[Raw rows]
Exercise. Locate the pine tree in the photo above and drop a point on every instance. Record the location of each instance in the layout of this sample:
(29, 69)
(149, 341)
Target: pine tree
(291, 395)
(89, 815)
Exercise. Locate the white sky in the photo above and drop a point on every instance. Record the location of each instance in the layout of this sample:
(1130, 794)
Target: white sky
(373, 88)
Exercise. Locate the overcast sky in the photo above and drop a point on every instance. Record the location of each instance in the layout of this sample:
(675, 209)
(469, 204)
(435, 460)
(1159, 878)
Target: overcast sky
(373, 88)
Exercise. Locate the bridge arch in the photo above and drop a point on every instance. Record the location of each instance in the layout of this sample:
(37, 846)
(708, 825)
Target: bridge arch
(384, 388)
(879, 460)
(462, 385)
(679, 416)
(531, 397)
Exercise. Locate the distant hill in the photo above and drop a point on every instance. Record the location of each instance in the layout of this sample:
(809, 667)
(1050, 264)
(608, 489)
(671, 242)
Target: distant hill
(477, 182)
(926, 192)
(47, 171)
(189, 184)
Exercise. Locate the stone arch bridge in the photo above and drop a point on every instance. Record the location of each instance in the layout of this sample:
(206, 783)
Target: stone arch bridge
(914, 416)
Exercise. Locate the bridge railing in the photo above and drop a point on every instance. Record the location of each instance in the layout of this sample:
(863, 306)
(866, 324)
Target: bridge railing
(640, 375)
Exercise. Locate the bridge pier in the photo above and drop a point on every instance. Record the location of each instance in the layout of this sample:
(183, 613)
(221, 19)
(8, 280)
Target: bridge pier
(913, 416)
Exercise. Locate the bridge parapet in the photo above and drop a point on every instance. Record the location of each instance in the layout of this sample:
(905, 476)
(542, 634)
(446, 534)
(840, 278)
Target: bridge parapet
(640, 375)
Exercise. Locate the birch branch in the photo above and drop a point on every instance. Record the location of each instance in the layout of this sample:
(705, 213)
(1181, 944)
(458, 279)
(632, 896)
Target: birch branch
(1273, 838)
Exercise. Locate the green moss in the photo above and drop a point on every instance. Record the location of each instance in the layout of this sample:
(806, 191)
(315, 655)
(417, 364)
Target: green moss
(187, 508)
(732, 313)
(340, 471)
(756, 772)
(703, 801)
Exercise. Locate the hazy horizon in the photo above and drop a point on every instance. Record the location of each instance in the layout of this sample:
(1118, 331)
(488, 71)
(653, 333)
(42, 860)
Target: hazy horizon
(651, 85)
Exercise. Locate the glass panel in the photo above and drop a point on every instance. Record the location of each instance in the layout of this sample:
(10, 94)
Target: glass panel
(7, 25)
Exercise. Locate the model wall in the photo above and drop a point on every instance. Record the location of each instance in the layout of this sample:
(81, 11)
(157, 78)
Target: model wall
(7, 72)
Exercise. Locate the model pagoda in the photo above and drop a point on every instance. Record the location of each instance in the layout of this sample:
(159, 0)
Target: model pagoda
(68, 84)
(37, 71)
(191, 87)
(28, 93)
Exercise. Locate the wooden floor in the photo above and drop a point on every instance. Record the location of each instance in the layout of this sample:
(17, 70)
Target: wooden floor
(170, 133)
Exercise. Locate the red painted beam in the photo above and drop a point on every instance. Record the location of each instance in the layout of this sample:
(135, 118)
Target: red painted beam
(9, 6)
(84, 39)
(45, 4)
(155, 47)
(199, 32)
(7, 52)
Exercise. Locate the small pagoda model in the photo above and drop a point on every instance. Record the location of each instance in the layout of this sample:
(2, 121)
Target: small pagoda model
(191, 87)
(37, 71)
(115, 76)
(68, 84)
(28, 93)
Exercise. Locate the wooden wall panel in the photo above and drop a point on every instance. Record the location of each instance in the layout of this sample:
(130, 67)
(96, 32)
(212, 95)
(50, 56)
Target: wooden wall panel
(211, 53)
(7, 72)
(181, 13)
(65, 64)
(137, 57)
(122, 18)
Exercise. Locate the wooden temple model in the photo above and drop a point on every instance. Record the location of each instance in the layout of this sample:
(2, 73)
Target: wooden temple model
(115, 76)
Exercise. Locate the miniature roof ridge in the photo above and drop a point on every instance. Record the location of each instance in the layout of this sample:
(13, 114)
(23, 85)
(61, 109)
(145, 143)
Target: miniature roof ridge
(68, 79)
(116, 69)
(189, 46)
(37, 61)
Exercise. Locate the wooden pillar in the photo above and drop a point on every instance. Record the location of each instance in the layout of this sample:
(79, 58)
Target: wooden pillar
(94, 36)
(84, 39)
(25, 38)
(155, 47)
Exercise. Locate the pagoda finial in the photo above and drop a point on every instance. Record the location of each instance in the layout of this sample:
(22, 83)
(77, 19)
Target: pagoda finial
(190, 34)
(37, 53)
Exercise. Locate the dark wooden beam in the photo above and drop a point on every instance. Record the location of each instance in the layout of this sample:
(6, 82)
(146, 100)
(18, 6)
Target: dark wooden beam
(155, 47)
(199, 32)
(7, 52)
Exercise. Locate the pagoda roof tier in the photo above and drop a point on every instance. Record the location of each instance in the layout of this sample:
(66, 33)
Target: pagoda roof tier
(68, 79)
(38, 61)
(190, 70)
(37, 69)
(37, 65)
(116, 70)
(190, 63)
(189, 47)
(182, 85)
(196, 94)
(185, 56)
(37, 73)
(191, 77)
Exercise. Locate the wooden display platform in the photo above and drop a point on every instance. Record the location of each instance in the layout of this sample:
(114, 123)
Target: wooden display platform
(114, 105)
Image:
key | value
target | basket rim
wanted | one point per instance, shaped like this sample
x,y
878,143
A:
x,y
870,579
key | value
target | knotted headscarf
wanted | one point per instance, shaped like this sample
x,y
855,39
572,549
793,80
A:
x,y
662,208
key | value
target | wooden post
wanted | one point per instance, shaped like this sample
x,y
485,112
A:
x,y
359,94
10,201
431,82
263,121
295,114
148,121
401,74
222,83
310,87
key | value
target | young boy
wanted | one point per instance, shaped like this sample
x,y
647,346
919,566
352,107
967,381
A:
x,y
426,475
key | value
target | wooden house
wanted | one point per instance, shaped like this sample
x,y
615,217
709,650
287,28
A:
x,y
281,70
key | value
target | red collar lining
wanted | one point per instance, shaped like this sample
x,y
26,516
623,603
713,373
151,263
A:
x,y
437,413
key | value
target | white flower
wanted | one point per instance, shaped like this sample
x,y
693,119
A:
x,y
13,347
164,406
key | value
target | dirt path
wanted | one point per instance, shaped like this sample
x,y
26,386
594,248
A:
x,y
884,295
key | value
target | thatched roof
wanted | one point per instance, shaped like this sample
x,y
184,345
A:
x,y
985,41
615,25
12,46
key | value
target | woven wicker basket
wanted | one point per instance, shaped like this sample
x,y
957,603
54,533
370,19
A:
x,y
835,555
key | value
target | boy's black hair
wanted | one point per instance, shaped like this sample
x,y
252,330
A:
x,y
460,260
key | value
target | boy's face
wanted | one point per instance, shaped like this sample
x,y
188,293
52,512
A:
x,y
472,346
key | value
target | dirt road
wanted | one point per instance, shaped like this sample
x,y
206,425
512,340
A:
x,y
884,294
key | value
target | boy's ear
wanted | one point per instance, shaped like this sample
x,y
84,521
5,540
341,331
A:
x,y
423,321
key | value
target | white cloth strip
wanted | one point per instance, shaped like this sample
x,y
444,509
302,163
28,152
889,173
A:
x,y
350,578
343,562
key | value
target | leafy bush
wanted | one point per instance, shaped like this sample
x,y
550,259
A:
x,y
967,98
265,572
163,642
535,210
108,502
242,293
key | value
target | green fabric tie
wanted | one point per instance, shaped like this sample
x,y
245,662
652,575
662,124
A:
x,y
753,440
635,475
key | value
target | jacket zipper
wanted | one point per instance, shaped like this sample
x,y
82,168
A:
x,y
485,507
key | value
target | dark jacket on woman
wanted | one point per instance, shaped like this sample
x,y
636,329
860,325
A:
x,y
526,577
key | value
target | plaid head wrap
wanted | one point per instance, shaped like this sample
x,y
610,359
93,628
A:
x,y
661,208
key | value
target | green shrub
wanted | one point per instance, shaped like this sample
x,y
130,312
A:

*The problem*. Turn the rows above into a numbered list, beginning at the line containing "Exercise. Locate the white" and continuing through the line containing "(1273, 838)". Omit any blank lines.

*Expected answer*.
1. Exercise. Locate the white sky in the photo above and drop a point on every instance. Record the location of each instance in the layout of this sample:
2. (1130, 794)
3. Target: white sky
4. (373, 88)
5. Exercise. Locate the overcast sky in the photo above and drop a point on every instance. Record the location of each instance in the layout of this sample:
6. (675, 209)
7. (469, 204)
8. (435, 460)
9. (1159, 878)
10. Target: overcast sky
11. (373, 88)
12. Exercise. Locate the bridge arch in the photo above and drop a point on every instance. Record the location of each instance in the layout of this sample:
13. (37, 846)
14. (708, 825)
15. Target: bridge arch
16. (384, 388)
17. (879, 460)
18. (462, 385)
19. (679, 416)
20. (531, 397)
21. Exercise. Locate the distant hill in the photo above and drop a point on every instance. Record the location of each instance in the layout of this sample:
22. (809, 667)
23. (1050, 264)
24. (608, 489)
25. (671, 242)
26. Target: distant hill
27. (477, 182)
28. (926, 192)
29. (47, 171)
30. (189, 184)
31. Exercise. Locate the stone arch bridge in the photo above and drop a point on every instance. Record the location of each instance in the layout of this sample:
32. (206, 783)
33. Target: stone arch bridge
34. (914, 416)
35. Exercise. Locate the bridge railing in the photo above and drop a point on every instance. Record the location of each instance in the layout of this sample:
36. (863, 306)
37. (866, 324)
38. Target: bridge railing
39. (640, 375)
40. Exercise. Locate the bridge pier in the photo above and drop a point on every instance. Record the location of each instance in the layout of this sample:
41. (183, 613)
42. (221, 19)
43. (8, 280)
44. Target: bridge pier
45. (913, 416)
46. Exercise. Locate the bridge parapet in the photo above and drop a point on every instance. Record the location of each instance in the layout of this sample:
47. (905, 476)
48. (542, 634)
49. (446, 534)
50. (840, 278)
51. Target: bridge parapet
52. (640, 375)
53. Exercise. Locate the birch branch in the photo above and drop a point on every instance. Record the location of each instance in the layout of this sample:
54. (705, 213)
55. (1181, 944)
56. (458, 279)
57. (632, 896)
58. Target: birch branch
59. (1273, 838)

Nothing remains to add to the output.